*Given entries*
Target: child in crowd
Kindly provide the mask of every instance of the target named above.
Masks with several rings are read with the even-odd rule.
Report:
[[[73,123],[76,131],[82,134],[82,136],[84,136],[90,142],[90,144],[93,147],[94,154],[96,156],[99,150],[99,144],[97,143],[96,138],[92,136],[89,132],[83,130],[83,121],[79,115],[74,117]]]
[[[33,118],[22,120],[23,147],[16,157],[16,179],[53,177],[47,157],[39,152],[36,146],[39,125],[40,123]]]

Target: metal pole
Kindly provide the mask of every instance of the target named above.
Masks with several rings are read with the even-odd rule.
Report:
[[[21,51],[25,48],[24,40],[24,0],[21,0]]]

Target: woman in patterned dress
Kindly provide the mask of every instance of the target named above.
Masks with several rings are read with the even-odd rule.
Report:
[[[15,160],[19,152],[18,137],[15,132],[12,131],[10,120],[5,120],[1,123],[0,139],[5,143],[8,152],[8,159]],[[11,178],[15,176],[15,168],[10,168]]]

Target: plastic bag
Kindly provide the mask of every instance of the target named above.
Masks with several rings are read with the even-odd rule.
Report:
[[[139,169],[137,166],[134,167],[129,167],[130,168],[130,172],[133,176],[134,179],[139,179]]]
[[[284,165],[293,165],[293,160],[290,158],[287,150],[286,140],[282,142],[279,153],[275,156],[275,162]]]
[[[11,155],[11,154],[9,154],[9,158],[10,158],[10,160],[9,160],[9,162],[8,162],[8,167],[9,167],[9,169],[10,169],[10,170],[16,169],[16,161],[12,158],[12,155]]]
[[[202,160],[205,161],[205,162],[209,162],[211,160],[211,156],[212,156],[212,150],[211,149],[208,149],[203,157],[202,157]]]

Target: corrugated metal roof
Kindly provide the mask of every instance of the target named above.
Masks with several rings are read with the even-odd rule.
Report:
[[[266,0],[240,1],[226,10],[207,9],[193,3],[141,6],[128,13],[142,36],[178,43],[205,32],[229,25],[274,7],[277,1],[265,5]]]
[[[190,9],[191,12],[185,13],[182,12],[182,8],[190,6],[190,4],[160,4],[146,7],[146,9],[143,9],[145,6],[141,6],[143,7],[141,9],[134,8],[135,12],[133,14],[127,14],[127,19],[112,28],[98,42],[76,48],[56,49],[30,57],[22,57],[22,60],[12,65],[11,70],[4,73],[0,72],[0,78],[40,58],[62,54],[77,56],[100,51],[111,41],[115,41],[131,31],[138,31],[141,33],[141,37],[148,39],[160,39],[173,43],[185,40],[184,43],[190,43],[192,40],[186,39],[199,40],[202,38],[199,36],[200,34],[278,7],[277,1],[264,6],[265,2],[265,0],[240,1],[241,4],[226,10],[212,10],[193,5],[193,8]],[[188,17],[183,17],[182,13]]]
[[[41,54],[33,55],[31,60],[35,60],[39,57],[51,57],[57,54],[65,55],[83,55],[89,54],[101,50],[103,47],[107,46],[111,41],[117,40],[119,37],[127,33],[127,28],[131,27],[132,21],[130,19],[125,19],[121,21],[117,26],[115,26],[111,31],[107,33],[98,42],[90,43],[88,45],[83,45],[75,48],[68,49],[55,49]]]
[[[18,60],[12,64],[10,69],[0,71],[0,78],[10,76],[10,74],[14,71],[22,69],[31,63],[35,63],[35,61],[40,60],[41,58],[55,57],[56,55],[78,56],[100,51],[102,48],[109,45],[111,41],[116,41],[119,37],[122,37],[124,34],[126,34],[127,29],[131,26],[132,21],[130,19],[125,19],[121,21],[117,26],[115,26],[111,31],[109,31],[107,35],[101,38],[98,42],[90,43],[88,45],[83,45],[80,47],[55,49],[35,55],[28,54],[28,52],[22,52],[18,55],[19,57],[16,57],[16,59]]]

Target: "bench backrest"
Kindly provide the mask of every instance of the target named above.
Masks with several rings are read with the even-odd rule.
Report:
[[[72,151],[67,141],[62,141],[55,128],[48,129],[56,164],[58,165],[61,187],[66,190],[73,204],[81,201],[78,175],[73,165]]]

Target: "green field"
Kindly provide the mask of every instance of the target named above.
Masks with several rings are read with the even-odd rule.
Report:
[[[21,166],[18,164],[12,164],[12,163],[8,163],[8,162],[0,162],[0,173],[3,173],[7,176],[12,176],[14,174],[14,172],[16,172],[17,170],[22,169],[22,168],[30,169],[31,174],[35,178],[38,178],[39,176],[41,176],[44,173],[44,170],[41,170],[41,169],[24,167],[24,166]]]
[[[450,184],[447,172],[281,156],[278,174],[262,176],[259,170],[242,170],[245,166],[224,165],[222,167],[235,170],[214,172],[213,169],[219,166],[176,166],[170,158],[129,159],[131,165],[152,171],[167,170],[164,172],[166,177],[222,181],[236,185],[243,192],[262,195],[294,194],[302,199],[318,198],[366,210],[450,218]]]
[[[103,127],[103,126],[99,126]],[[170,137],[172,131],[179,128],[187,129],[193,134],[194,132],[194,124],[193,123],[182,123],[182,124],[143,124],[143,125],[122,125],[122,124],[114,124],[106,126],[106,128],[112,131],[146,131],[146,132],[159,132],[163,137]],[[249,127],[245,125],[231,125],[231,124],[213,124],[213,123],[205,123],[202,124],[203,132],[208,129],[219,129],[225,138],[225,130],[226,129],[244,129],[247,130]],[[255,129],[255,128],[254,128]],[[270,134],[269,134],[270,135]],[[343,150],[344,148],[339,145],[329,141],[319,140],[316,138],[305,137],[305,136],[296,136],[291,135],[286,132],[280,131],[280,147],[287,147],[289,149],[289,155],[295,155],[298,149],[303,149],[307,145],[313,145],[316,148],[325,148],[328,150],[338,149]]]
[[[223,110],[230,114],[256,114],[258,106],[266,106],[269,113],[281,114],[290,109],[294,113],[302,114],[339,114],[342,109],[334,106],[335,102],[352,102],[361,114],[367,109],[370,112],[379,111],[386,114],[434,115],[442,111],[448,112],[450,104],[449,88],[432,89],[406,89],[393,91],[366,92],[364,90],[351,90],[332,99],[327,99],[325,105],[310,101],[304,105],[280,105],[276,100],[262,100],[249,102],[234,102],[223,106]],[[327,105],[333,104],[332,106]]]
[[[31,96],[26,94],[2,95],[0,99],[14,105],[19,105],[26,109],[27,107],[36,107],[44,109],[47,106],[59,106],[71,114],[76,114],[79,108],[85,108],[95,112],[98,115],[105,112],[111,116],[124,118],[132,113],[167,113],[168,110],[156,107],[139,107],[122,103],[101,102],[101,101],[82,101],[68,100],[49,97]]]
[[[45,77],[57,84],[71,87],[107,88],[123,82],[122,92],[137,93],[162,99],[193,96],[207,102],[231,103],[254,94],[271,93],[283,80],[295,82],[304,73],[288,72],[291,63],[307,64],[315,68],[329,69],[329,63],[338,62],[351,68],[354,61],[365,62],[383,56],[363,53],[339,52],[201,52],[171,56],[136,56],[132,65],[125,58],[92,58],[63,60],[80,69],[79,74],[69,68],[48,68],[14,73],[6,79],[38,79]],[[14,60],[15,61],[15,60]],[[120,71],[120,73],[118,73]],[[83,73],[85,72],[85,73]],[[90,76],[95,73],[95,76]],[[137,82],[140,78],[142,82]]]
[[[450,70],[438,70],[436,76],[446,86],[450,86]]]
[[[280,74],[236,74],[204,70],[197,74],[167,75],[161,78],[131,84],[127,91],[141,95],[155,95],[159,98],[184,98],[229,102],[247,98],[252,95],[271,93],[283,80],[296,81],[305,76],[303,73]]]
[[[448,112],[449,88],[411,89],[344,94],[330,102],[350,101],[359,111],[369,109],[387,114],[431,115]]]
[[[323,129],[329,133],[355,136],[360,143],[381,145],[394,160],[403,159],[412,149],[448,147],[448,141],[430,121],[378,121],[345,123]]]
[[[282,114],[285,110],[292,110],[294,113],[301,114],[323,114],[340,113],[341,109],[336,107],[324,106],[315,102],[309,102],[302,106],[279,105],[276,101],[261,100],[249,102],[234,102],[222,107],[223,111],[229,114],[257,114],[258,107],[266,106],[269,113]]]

*Brief*
Please return every line from the first one in the records above down to the line containing "Target: metal pole", including both, exactly as written and nothing more.

*Task result*
Target: child in crowd
Kindly provide the mask of every instance of the target named above.
Masks with several rings are read with the even-odd rule.
Report:
[[[73,123],[76,131],[82,134],[82,136],[84,136],[90,142],[90,144],[93,147],[94,154],[96,156],[99,150],[99,144],[97,143],[96,138],[92,136],[89,132],[83,130],[83,121],[79,115],[74,117]]]
[[[33,118],[22,120],[23,147],[16,157],[16,179],[53,177],[47,157],[39,152],[36,146],[39,125],[40,123]]]

Target: metal pole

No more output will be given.